**Work task:** In the data below, find the line containing "and black sign.", then set down that line and every later line up to and including the line containing "the parked car.", exactly.

(Beginning of Data extracts)

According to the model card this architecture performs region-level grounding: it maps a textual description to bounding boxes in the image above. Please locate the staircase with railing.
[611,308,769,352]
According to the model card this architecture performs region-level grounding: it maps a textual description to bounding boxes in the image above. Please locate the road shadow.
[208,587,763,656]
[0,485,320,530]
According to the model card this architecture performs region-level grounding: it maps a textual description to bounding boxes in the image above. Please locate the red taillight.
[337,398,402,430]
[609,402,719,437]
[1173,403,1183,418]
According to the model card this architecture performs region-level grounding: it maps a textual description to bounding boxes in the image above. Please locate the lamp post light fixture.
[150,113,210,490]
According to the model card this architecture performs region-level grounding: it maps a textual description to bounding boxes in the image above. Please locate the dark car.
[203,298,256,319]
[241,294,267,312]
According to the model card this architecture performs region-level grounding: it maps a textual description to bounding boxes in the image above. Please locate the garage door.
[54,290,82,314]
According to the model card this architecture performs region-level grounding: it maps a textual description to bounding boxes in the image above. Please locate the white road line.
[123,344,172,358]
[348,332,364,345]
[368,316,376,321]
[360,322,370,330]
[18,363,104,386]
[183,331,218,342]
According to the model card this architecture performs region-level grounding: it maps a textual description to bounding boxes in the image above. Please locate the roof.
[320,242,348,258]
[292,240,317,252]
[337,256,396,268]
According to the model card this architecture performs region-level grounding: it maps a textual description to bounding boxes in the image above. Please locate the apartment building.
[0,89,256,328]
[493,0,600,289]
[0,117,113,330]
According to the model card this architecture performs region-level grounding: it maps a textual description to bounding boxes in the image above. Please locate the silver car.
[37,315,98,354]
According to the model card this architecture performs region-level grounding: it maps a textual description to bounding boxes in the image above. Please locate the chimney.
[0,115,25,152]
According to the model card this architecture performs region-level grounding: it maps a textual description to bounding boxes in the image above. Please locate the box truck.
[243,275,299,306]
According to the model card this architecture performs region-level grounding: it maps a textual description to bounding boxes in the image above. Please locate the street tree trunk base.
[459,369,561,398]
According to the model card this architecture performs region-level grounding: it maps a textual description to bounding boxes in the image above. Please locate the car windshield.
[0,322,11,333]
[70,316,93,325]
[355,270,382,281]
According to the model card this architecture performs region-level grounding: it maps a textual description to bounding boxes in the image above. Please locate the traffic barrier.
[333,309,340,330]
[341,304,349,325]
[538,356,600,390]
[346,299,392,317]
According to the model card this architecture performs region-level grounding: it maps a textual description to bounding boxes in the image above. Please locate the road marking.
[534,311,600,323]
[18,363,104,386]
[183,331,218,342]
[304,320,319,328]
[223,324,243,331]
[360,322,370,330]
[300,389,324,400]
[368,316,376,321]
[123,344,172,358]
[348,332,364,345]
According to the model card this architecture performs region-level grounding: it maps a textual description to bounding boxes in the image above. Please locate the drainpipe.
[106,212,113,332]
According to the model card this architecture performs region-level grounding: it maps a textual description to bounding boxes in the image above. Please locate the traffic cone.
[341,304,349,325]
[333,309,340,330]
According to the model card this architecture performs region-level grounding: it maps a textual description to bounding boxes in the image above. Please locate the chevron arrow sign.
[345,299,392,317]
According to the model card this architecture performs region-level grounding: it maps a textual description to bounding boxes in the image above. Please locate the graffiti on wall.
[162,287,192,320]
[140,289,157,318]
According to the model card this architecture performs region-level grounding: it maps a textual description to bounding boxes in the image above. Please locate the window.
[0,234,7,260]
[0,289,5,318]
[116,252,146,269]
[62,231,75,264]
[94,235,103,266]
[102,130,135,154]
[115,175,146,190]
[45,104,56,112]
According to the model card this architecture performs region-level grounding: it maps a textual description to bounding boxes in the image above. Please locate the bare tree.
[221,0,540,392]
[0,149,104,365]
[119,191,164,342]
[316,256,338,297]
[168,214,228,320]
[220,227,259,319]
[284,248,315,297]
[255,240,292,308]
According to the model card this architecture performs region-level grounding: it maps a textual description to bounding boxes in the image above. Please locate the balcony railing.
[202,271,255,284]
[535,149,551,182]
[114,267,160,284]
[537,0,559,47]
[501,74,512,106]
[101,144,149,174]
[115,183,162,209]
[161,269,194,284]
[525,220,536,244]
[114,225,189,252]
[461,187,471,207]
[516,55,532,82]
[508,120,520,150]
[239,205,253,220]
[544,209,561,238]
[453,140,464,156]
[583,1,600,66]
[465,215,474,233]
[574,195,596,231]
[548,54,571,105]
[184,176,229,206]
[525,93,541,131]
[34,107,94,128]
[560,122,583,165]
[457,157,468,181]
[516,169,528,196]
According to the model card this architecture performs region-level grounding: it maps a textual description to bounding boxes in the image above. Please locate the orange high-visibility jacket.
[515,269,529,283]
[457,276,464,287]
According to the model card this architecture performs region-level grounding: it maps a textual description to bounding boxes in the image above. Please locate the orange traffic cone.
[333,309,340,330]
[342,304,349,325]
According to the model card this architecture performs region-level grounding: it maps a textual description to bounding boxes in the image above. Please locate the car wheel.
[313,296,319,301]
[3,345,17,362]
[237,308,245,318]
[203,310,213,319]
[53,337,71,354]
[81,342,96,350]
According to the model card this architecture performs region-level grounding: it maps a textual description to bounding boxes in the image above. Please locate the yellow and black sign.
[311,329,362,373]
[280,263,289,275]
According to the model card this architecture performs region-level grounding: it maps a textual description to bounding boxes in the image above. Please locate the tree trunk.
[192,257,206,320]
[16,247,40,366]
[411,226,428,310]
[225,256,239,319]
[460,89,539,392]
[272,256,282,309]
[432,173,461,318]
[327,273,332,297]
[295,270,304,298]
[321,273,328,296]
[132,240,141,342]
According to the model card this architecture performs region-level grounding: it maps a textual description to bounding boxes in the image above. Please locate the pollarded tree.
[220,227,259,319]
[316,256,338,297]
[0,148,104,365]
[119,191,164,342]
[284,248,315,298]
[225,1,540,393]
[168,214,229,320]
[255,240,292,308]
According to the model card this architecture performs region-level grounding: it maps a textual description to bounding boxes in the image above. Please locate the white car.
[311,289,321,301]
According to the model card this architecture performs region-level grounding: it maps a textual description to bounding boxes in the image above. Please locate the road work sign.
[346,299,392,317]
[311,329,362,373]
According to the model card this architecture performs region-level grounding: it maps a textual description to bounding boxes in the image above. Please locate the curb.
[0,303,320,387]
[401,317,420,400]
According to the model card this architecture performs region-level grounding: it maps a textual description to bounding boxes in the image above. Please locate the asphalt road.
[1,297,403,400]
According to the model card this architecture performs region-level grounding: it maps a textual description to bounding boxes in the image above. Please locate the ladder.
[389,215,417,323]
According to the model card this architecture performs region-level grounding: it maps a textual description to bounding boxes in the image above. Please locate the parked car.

(End of Data extracts)
(Beginning of Data extracts)

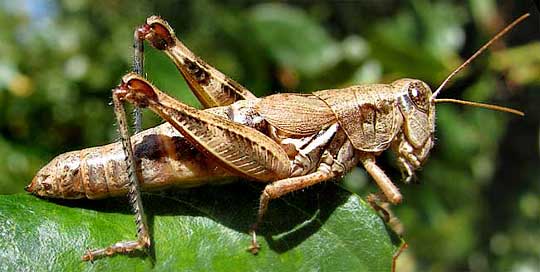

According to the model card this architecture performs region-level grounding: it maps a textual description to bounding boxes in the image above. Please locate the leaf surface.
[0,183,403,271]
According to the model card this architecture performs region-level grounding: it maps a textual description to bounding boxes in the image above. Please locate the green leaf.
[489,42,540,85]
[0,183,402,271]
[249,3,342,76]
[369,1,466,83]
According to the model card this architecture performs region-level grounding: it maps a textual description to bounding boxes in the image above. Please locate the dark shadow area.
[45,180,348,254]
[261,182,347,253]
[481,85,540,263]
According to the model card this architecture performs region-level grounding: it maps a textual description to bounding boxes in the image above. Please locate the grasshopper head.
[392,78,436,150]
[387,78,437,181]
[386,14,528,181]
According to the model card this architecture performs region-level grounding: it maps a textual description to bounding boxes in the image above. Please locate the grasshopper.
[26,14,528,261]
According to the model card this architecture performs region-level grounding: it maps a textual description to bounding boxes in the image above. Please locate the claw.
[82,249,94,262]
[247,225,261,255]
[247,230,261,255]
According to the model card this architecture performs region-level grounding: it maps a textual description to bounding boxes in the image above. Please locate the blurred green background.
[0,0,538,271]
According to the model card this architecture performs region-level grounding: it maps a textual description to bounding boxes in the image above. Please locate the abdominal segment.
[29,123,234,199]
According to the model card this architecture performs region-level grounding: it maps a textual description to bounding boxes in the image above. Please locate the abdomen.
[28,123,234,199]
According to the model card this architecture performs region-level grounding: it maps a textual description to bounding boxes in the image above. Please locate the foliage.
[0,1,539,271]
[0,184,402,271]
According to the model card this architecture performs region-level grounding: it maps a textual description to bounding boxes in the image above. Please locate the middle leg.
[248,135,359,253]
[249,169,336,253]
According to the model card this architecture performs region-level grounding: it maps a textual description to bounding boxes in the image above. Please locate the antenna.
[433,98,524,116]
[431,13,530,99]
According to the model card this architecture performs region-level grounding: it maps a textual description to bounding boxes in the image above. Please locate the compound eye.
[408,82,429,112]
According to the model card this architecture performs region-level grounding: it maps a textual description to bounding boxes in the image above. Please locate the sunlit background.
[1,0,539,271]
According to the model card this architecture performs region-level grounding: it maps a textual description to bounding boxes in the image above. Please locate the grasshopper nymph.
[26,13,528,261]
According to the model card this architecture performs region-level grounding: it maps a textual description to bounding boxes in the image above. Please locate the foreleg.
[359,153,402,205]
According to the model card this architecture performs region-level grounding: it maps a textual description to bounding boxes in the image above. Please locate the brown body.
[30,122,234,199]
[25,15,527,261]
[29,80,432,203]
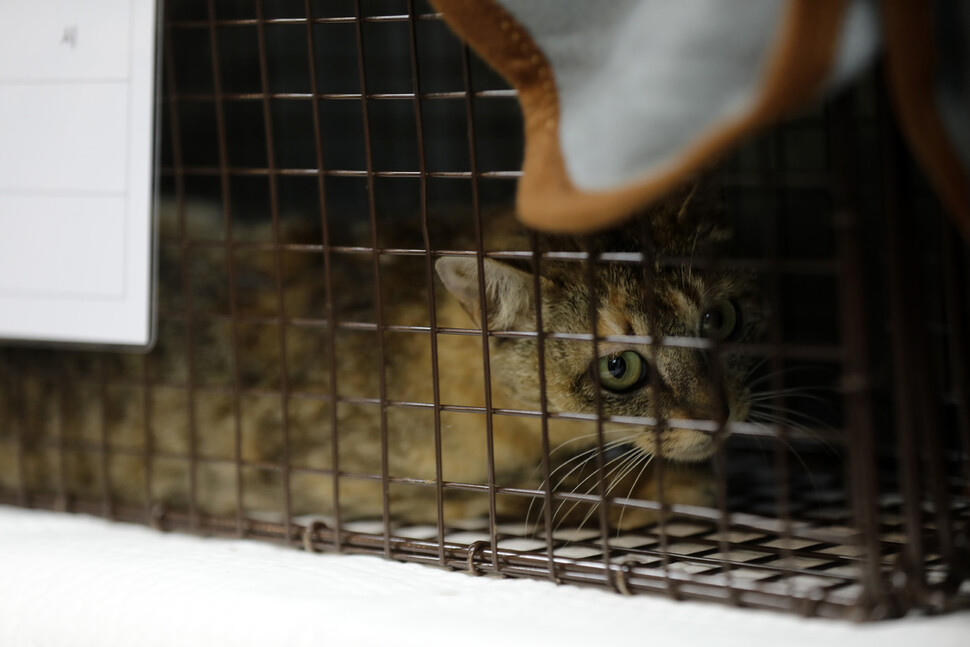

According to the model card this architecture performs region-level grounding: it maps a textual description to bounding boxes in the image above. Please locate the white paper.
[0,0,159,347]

(End of Data extracts)
(Beginning of Data extracts)

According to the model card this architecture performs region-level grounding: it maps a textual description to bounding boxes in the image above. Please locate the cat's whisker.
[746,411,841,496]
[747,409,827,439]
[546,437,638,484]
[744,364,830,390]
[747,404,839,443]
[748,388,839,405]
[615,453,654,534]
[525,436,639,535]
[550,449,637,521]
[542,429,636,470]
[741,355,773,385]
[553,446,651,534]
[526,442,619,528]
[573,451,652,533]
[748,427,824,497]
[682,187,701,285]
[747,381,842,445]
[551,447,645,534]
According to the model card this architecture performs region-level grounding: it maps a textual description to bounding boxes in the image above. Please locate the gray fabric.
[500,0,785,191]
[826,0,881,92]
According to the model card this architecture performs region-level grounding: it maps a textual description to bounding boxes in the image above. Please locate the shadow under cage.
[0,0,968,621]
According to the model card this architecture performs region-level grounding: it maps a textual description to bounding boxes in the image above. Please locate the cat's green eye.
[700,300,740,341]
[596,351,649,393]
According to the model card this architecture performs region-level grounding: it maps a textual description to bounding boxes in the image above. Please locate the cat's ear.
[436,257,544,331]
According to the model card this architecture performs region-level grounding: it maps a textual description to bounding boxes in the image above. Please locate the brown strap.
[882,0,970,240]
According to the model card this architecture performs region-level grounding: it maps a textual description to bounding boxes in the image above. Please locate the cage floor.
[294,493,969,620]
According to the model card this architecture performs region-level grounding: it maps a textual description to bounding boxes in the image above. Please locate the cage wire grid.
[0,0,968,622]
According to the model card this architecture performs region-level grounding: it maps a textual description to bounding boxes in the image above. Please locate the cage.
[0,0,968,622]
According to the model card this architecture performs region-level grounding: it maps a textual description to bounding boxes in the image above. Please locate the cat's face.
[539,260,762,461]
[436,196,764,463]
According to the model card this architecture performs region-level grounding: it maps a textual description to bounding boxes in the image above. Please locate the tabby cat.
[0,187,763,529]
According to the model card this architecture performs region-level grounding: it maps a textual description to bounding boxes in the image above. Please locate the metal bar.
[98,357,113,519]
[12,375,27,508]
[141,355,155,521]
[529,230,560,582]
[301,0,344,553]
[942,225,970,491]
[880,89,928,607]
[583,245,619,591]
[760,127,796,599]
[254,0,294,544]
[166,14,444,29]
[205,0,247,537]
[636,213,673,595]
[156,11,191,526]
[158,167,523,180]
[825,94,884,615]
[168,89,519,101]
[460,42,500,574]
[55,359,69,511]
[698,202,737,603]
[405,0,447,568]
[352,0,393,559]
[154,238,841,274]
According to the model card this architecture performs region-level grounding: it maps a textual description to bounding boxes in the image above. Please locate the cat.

(End of Data extracts)

**Answer box:**
According to the model card this architecture performs region-level grounding: it maps a textual description to bounding boxes in the image above. Please locate the yellow and black sign.
[311,329,362,373]
[280,263,289,275]
According to the model card this architecture performs region-level grounding: it maps a textual description to bounding boxes in the image above. Please locate the tree trunk.
[192,257,206,320]
[16,247,40,366]
[411,226,428,310]
[225,256,239,319]
[460,89,539,392]
[272,256,282,309]
[432,173,461,318]
[327,273,332,297]
[295,270,304,298]
[321,273,328,296]
[132,240,141,342]
According to the model card this architecture performs region-level grounding: it maps a textual description to bounding boxes in the image above. Please locate the pollarded tree.
[220,227,259,319]
[316,256,338,297]
[0,148,104,365]
[119,191,164,342]
[284,248,315,298]
[225,1,540,393]
[168,214,229,320]
[255,240,292,308]
According to the model card this architecture performs region-level grounding: it maps a textual description to bounding boxes in the image above. Please locate the white car.
[311,289,321,301]
According to the model card this architecture performs region-level grounding: it maps a textual description to bounding boxes in the image above. Please locate the road work sign.
[346,299,392,317]
[311,329,362,373]
According to the model card this architecture performs region-level grounding: it maps a textual description to bounding boxes in the image above. Please locate the curb.
[0,303,320,387]
[401,317,420,400]
According to the model card this architecture performs region-level grounding: it maps a textual description to bounding boxes in the image above. Please locate the asphalt road.
[1,297,403,400]
According to the model card this architecture performs region-level grounding: it maps a textual description to bounding boxes in the image above. Please locate the ladder.
[389,215,417,323]
According to the model card this architecture performs region-level grounding: it maps a textual description to bounding boxes in the image above. Please locate the parked car.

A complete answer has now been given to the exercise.